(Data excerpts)

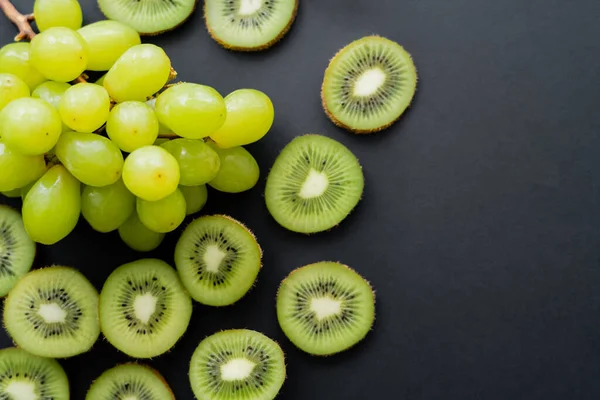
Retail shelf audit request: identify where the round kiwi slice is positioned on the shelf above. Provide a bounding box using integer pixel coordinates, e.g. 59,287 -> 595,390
0,205 -> 36,297
276,261 -> 375,356
264,134 -> 364,234
99,258 -> 193,359
321,35 -> 418,134
97,0 -> 197,35
174,215 -> 262,306
189,329 -> 286,400
3,266 -> 101,358
86,363 -> 174,400
204,0 -> 299,51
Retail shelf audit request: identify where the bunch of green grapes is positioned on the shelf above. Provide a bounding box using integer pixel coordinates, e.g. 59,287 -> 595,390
0,1 -> 274,251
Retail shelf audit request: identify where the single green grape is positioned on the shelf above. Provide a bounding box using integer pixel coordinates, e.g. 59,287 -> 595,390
81,178 -> 135,233
33,0 -> 82,31
30,27 -> 88,82
106,101 -> 159,152
31,81 -> 70,108
59,83 -> 110,132
0,73 -> 30,111
155,83 -> 226,139
160,139 -> 221,186
0,141 -> 47,191
77,20 -> 141,71
206,141 -> 260,193
209,89 -> 275,148
55,131 -> 124,187
22,164 -> 80,245
122,145 -> 180,201
118,212 -> 165,252
180,185 -> 208,216
0,42 -> 47,91
136,188 -> 186,233
103,44 -> 171,102
0,97 -> 62,155
1,188 -> 22,198
145,98 -> 173,136
95,73 -> 106,86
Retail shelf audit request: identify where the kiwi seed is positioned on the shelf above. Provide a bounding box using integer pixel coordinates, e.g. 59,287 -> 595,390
86,363 -> 175,400
0,205 -> 36,297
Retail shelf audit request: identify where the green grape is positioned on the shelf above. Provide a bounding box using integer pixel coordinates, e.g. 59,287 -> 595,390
136,188 -> 186,233
122,145 -> 180,201
22,164 -> 80,245
81,178 -> 135,233
78,20 -> 141,71
31,81 -> 70,108
160,139 -> 221,186
103,44 -> 171,103
20,181 -> 36,201
55,131 -> 124,187
0,141 -> 46,191
146,98 -> 174,136
59,83 -> 110,132
206,142 -> 260,193
180,185 -> 208,215
0,97 -> 62,155
0,73 -> 30,111
33,0 -> 82,31
0,42 -> 47,91
118,212 -> 165,252
155,83 -> 226,139
1,188 -> 22,198
95,73 -> 106,86
106,101 -> 159,152
209,89 -> 275,148
30,27 -> 88,82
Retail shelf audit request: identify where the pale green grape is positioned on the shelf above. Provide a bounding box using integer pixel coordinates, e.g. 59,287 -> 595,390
30,27 -> 88,82
207,142 -> 260,193
122,146 -> 180,201
1,188 -> 21,198
106,101 -> 159,152
59,83 -> 110,132
34,0 -> 82,31
103,44 -> 171,102
118,212 -> 165,252
209,89 -> 275,148
81,178 -> 135,233
0,97 -> 62,155
0,43 -> 47,91
0,73 -> 30,111
0,141 -> 46,191
155,83 -> 226,139
31,81 -> 70,108
22,165 -> 80,245
136,188 -> 186,233
95,74 -> 106,86
145,98 -> 173,136
55,131 -> 124,187
180,185 -> 208,216
160,139 -> 221,186
77,20 -> 141,71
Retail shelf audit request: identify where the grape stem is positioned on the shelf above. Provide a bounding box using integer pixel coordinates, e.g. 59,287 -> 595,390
0,0 -> 35,41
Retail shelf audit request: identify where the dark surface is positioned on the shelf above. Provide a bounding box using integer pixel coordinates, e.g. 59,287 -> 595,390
2,0 -> 600,398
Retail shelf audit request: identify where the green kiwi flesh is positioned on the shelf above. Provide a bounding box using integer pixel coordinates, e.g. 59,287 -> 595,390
86,363 -> 174,400
276,261 -> 375,356
0,205 -> 36,297
174,215 -> 262,306
189,329 -> 286,400
3,266 -> 101,358
204,0 -> 299,51
264,134 -> 364,234
321,35 -> 418,133
99,258 -> 193,358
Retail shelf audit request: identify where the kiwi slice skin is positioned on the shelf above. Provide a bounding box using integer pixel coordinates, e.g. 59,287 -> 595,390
276,261 -> 376,356
86,363 -> 175,400
321,35 -> 418,134
0,205 -> 36,297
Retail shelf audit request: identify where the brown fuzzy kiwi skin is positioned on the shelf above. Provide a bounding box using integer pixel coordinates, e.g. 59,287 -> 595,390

> **ABOUT THIS TASK**
Repeat the data word for word, excluding any image.

> **REPLY**
Retail shelf audit request: identify where the round kiwi slice is positioned on the shelf above. Provide a bounding box using integer pixel coordinates, e.g. 59,287 -> 595,390
0,205 -> 36,297
276,261 -> 375,356
264,134 -> 364,234
99,258 -> 193,359
321,35 -> 418,134
97,0 -> 197,35
174,215 -> 262,306
189,329 -> 286,400
3,266 -> 101,358
86,363 -> 174,400
204,0 -> 299,51
Retail shelf audit request: identify where the bunch of green grapes is positioned on the shelf above. Provide a bounding box using integer pixel coordinates, e.g. 59,287 -> 595,390
0,1 -> 274,251
Retail shelf audit request: identify where the single green grape is positioned on the shelf above. Provide a bounding box using integer pixel coordinates, e.g. 59,287 -> 595,390
81,178 -> 135,233
33,0 -> 82,31
30,27 -> 88,82
106,101 -> 159,152
31,81 -> 70,108
59,83 -> 110,132
0,73 -> 30,111
155,83 -> 226,139
160,139 -> 221,186
0,141 -> 47,191
77,20 -> 141,71
206,141 -> 260,193
209,89 -> 275,148
55,131 -> 124,187
22,164 -> 80,245
122,145 -> 180,201
118,212 -> 165,252
180,185 -> 208,216
0,42 -> 47,91
136,188 -> 186,233
103,44 -> 171,102
0,97 -> 62,155
1,188 -> 22,198
145,98 -> 173,136
95,73 -> 106,86
Retail shelf audit request: identify where the kiwi seed is positioned on the shelf above. Provide a bounding box using integer pixel coordinates, e.g. 59,287 -> 595,390
86,363 -> 175,400
0,205 -> 36,297
Retail shelf audit request: identify where the green grape is positioned on the shelf above. Provide a bounding box using integer pixel coordinates, e.g. 59,287 -> 595,390
136,188 -> 186,233
122,145 -> 180,201
22,164 -> 80,245
81,178 -> 135,233
78,20 -> 141,71
31,81 -> 70,108
160,139 -> 221,186
103,44 -> 171,103
20,181 -> 36,201
55,131 -> 124,187
0,141 -> 46,191
146,98 -> 174,136
59,83 -> 110,132
206,142 -> 260,193
180,185 -> 208,215
0,97 -> 62,155
0,73 -> 30,111
33,0 -> 82,31
0,42 -> 47,91
118,212 -> 165,252
155,83 -> 226,139
1,188 -> 22,198
95,73 -> 106,86
106,101 -> 159,152
209,89 -> 275,148
30,27 -> 88,82
Retail shelf audit request: identify where the pale green grape is positioned on the shelf above. Provide a bounding box using integer pixel coordinates, e.g. 59,287 -> 595,390
30,27 -> 88,82
207,142 -> 260,193
122,146 -> 180,201
1,188 -> 21,198
106,101 -> 159,152
59,83 -> 110,132
34,0 -> 82,31
103,44 -> 171,102
118,212 -> 165,252
209,89 -> 275,148
81,178 -> 135,233
0,97 -> 62,155
0,43 -> 47,91
0,73 -> 30,111
0,141 -> 46,191
155,83 -> 226,139
31,81 -> 70,108
22,165 -> 80,245
136,188 -> 186,233
95,74 -> 106,86
145,98 -> 173,136
55,131 -> 124,187
180,185 -> 208,216
160,139 -> 221,186
77,20 -> 141,71
Retail shelf audit request: identify where the grape stem is positioned on the shelf above. Provide a bounding box using integer pixel coordinates, e.g. 59,287 -> 595,390
0,0 -> 35,41
Retail shelf audit request: identify where the dark surface is positioned on the shelf above. Provide a bounding box using integer pixel coordinates, e.g. 59,287 -> 595,390
2,0 -> 600,398
Retail shelf audit request: identify where the green kiwi flesh is positioned on the shelf above. Provide a bounding box using integer pixel coordinates, e.g. 59,287 -> 595,390
86,363 -> 174,400
276,261 -> 375,356
0,205 -> 36,297
174,215 -> 262,306
189,329 -> 286,400
3,266 -> 101,358
204,0 -> 299,51
264,134 -> 364,234
321,35 -> 418,133
99,258 -> 193,358
Retail shelf audit request: identify where the kiwi slice skin is positioned on the shelf above. Provide a bounding box using integer pixel coordinates, e.g. 59,287 -> 595,390
276,261 -> 376,356
86,363 -> 175,400
321,35 -> 418,134
0,205 -> 36,297
Retail shelf audit request: identify where the brown fuzzy kiwi skin is positioned on the shelf above. Provide a bounding box using integer pixel coordinates, e.g. 59,287 -> 595,390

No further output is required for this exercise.